Exercise brief: Could you give the listing again exactly, without its pictures?

--------------------------------------------------

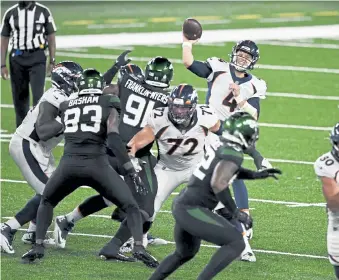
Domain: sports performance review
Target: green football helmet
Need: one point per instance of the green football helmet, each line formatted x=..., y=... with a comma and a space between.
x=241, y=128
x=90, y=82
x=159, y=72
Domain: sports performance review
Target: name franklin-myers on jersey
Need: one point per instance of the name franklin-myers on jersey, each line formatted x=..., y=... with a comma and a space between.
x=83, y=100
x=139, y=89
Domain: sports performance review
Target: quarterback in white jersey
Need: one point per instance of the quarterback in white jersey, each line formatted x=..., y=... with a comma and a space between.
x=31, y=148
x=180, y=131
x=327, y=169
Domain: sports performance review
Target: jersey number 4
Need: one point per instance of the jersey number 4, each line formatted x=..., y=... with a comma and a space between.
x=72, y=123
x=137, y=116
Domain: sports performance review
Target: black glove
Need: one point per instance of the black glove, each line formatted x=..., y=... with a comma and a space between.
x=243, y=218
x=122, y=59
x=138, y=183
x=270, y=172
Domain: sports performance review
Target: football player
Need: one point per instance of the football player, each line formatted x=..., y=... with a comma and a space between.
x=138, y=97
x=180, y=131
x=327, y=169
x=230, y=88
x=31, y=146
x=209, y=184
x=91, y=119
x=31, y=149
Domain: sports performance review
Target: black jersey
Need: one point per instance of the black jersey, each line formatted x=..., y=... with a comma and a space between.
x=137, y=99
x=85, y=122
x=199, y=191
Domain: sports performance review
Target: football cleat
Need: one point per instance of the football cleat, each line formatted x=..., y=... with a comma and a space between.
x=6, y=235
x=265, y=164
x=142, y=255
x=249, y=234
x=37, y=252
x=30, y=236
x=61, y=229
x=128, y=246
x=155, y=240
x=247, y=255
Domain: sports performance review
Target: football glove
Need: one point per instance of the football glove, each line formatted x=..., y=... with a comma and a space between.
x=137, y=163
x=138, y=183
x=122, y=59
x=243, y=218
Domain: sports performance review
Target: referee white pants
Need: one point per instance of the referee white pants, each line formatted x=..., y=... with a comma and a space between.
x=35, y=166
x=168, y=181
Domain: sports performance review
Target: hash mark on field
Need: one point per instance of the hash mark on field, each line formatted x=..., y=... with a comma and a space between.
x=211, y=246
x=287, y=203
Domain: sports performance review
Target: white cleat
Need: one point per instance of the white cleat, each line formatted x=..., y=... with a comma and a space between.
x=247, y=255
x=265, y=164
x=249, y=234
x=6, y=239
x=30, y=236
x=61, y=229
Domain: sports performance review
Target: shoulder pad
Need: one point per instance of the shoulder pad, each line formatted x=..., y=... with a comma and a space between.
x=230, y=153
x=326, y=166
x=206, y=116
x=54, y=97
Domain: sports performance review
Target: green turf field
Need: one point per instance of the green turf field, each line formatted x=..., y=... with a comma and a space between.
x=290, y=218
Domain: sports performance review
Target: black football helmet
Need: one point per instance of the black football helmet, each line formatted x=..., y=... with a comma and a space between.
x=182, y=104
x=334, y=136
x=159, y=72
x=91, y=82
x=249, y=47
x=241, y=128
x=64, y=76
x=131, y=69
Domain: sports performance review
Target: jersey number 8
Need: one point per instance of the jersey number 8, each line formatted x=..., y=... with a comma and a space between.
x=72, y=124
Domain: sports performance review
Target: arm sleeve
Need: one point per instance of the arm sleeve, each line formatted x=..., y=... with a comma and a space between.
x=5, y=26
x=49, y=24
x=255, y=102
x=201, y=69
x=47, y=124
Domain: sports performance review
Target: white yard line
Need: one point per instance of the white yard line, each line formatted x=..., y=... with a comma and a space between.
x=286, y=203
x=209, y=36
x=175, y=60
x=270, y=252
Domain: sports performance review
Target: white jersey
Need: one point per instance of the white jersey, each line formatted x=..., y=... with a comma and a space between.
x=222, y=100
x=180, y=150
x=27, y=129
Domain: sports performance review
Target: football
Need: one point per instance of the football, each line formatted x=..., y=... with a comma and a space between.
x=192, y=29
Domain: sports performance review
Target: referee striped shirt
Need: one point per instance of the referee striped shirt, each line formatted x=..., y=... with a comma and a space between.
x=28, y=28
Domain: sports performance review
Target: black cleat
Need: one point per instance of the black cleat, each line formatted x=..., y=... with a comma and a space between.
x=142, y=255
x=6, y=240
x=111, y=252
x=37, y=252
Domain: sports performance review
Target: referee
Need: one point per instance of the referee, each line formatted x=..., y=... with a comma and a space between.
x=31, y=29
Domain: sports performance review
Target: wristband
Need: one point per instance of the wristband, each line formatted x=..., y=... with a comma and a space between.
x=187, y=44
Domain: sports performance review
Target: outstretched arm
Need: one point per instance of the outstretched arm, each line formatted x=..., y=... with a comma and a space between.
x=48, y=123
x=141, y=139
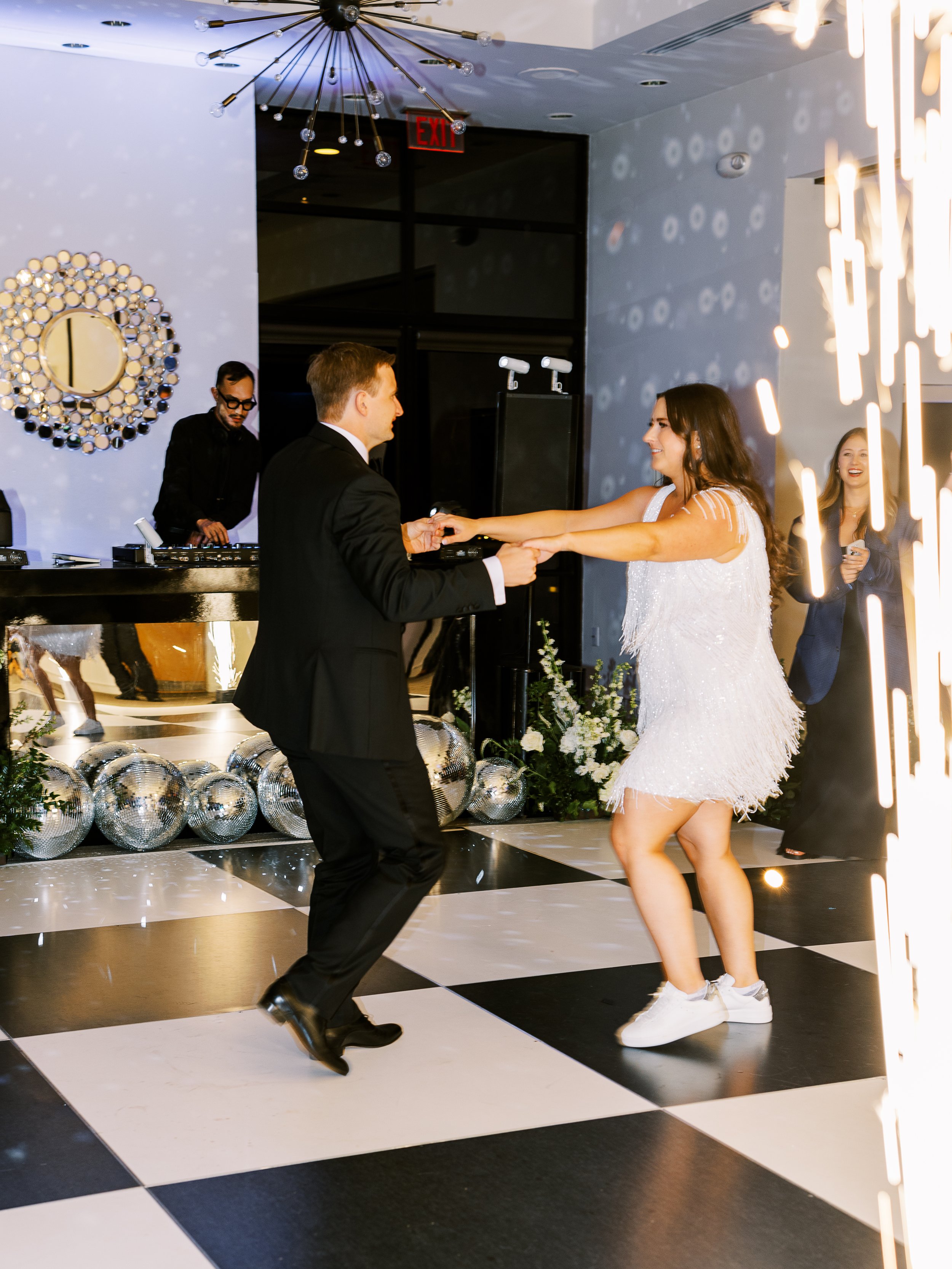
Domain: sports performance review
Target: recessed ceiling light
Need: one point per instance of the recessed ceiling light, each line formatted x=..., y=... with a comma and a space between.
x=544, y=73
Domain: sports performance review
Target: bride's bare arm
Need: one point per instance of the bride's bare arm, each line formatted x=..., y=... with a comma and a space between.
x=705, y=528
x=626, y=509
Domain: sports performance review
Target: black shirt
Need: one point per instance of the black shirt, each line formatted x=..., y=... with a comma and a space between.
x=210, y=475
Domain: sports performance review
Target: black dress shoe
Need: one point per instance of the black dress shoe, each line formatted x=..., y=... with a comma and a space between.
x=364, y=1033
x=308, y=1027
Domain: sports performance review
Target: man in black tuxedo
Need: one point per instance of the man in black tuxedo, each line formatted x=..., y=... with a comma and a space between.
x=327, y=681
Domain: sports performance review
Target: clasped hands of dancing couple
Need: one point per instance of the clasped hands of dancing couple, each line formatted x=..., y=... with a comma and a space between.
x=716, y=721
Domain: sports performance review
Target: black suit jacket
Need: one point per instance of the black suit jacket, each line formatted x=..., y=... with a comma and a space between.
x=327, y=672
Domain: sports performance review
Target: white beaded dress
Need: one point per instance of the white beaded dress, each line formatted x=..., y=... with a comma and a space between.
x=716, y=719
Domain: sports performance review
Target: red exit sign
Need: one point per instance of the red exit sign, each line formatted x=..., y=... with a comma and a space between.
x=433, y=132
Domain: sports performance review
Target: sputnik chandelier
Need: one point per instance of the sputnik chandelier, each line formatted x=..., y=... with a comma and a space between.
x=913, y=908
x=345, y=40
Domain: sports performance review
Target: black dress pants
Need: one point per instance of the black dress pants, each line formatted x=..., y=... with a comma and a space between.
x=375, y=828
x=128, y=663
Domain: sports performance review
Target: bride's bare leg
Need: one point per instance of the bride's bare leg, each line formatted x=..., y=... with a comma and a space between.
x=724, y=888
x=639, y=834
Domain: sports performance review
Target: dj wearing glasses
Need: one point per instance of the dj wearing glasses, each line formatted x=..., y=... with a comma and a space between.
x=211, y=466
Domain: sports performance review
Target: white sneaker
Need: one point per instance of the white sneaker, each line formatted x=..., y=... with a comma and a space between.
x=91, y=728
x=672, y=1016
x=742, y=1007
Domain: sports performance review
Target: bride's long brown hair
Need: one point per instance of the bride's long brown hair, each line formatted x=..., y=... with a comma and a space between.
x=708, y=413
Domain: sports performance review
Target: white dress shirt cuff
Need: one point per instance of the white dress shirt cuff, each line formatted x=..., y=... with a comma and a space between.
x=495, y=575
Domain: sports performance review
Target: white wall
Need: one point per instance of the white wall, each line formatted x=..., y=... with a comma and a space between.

--------------------------------------------------

Task output:
Domain: sports performance review
Target: green football helmet
Need: one point per instance of the green football helmet, each line formatted x=..., y=... with a comma and a space between.
x=241, y=128
x=90, y=82
x=159, y=72
Domain: sports performance review
Target: name franklin-myers on jersey
Need: one point per instance of the name franklin-myers on jersey, each line formatted x=..., y=... with a comma and a space between.
x=83, y=100
x=139, y=89
Domain: sports performance review
Target: quarterback in white jersey
Need: one point per instance of the quarterback in white jersey, each line formatted x=..., y=... with a comma and a space between.
x=31, y=148
x=180, y=131
x=327, y=169
Domain: sports performance review
Target: jersey number 4
Need: one point per instance of the jersey number 4, each line formatted x=..., y=... with a comma and a space between.
x=72, y=123
x=137, y=116
Domain: sports performance review
Target: black glove
Need: one point per instance of the black glove, each line formatted x=..., y=... with a comma and a space between.
x=243, y=218
x=122, y=59
x=138, y=183
x=270, y=172
Domain: sports performance review
Target: football player
Need: one point per instance of the football player, each line formatted x=..., y=... with a comma and a space between.
x=138, y=97
x=180, y=131
x=327, y=169
x=230, y=88
x=31, y=146
x=209, y=184
x=91, y=119
x=31, y=149
Domain: sports performance review
Target: black jersey
Need: one point per instance of the black jersey, each line formatted x=..., y=... with a comma and a space between.
x=137, y=99
x=85, y=122
x=199, y=191
Domain: sports performance review
Target: football cleat
Need: one point per instance of the football cleat, each line formatted x=..., y=... with a comma and a space between.
x=6, y=235
x=265, y=164
x=142, y=255
x=249, y=234
x=37, y=252
x=30, y=236
x=61, y=229
x=128, y=246
x=155, y=240
x=247, y=255
Domain: sports performance review
Target: football glove
Need: one point per instance of the football glove, each line formatted x=..., y=... with a comma and a space between.
x=137, y=163
x=138, y=183
x=122, y=59
x=243, y=218
Domain: sports performance review
Target: referee white pants
Need: one point per instance of the referee white pants, each line formatted x=..., y=... with a comma and a space between.
x=35, y=166
x=168, y=181
Domain: sports performance review
Target: hash mark on field
Need: one point per instance of the hash mark on field, each line formatted x=..., y=... with a comma and a space between.
x=211, y=246
x=287, y=203
Domain: sports performance review
Target: white cleat
Need: one point per instance of the white cleat, each line formatted x=..., y=... with a comma and a space between.
x=247, y=255
x=265, y=164
x=249, y=234
x=6, y=239
x=30, y=236
x=61, y=229
Domain: sports performance review
Target: shoulder pad
Need: one point per instance of the shoulder pad, each line formatted x=..., y=... with a comma and a space between.
x=230, y=153
x=326, y=166
x=206, y=116
x=54, y=97
Domain: sports performance review
Target: green turf field
Need: one point per instance of the green turf field, each line formatted x=..., y=... with a comma and a space between.
x=290, y=218
Domain: sports performance review
Target: black football helmet
Need: one point per instance of the black football helmet, each line formatted x=..., y=... with a comma and a space between.
x=182, y=104
x=334, y=136
x=159, y=72
x=91, y=82
x=249, y=47
x=241, y=128
x=64, y=76
x=131, y=69
Domain: sports performance review
Target: jersey number 8
Need: one point per instance of the jersey number 8, each line formatted x=..., y=... with a comma and a space between.
x=72, y=124
Domain: sports performance review
Target: arm sleeve
Need: one point per instance of the arm sleeve, each line formatted x=..., y=... with a comma and a space between.
x=5, y=26
x=49, y=24
x=255, y=102
x=201, y=69
x=47, y=124
Domain: sports performance review
Target: white yard line
Need: one point per instance of the white yard line, each line formatted x=..., y=... with a comma and a space between.
x=286, y=203
x=209, y=36
x=175, y=60
x=270, y=252
Domain: sports performance review
Target: white jersey
Need: one point per instance of the white jersey, each line formatted x=..., y=... with a comma and a space between.
x=222, y=100
x=180, y=150
x=27, y=129
Domain: sports performance review
Target: football
Need: one point per instance of the football, each line formatted x=..., y=... with a comma and a space between.
x=192, y=29
Domain: sports performance review
Target: referee striped shirt
Need: one point per instance of the referee striped shirt, each line formatted x=..., y=... with a comma and a space between.
x=28, y=28
Domain: sports performance review
Target: black cleat
Need: one point per instance of the black cleat, each line formatted x=..., y=... with a comma and a space between.
x=142, y=255
x=6, y=240
x=111, y=252
x=37, y=252
Domain: sports performance review
Target: referee
Need: one point per instance of the referee, each line formatted x=..., y=... with a comma and a space between.
x=31, y=29
Domain: sports performance review
Target: wristband
Need: one point per instance of the wristband, each line formatted x=..., y=... with a comma and a space between.
x=187, y=44
Domain: sports performance review
Target: outstretched arm
Need: one point per instance of the outstretched arm, each line formatted x=..., y=... with a comma and a space between.
x=48, y=123
x=141, y=139
Domain: sports performance review
Target: recessed ceiling light
Need: one point per instance of the recessed ceiling light, each line formatted x=..., y=... with a comma and a space between.
x=544, y=73
Domain: sports performance review
Target: bride's bare arm
Need: one point per instance of the bride's bare arm, each line formatted x=..., y=... with a comma and a space between.
x=705, y=528
x=626, y=509
Domain: sports performance review
Target: black shirt
Need: one point per instance of the black shirt, each line formatted x=..., y=... with a comma and a space between.
x=210, y=475
Domain: sports performance review
Target: black dress shoe
Need: one point per instance of the black dress shoe, each line formatted x=..., y=... with a comma and a space between.
x=364, y=1033
x=308, y=1027
Domain: sports performance review
Target: man in black tuxedo
Need: one point per instance of the man in black tuxedo, each line formatted x=..., y=... with a comma and a space between.
x=327, y=681
Domain: sports performance review
Target: clasped hands of dancing couple
Need: one point per instance of the clasped hands of dancing couple, each line formatted x=..., y=... with a comma and a space between.
x=716, y=721
Domain: sports performance review
Target: black suit jacket
Need: one point per instance of the black suit jacket, each line formatted x=..., y=... with a comma and a space between.
x=327, y=672
Domain: sports performance review
Target: white beaded dress
Need: one point per instance of the white beaded dress, each line formatted x=..., y=... with a comma and a space between.
x=716, y=719
Domain: sports performance review
Target: red exit sign
Need: one point per instance of the red exit sign, each line formatted x=..., y=... with a comma and a space between.
x=433, y=132
Domain: sports performance review
Target: sputnik chandelier
Need: one point per instance of the sputnik chandelier, each line formatted x=..., y=... with a comma and a space between.
x=913, y=908
x=345, y=40
Domain: sports performance review
Target: black dress pants
Need: one point per instance of the black dress pants, each line formatted x=..., y=... with a comma and a space between.
x=375, y=828
x=128, y=663
Domain: sports performance review
Target: bride's bare leg
Need: one point per instance of the bride's bare leg, each line formatted x=..., y=... with a comma and a space between.
x=724, y=888
x=639, y=834
Domain: sports performance review
Target: dj wearing glasses
Need: one point per instance of the dj wearing glasses, each line formatted x=..., y=... with a comma and a space between.
x=211, y=466
Domain: sports performance review
Target: white sneaker
Need: one point per instance of the white sneaker, each line formatted x=..., y=... with a comma and a space between.
x=91, y=728
x=672, y=1016
x=742, y=1007
Domain: sports performance review
Target: bride's long brown hair
Need: one point per instance of the bride's long brown hair, each line formatted x=..., y=... with a comma and a space between.
x=708, y=413
Domain: sports performance review
Target: white dress shirt cuff
Need: one point per instance of the white dress shirt cuff, each line formatted x=..., y=... with a comma and a space between.
x=495, y=575
Domain: sports performance review
Target: white wall
Need: one point per instance of the white wall, each line formatted x=..., y=... with a comma and a space between.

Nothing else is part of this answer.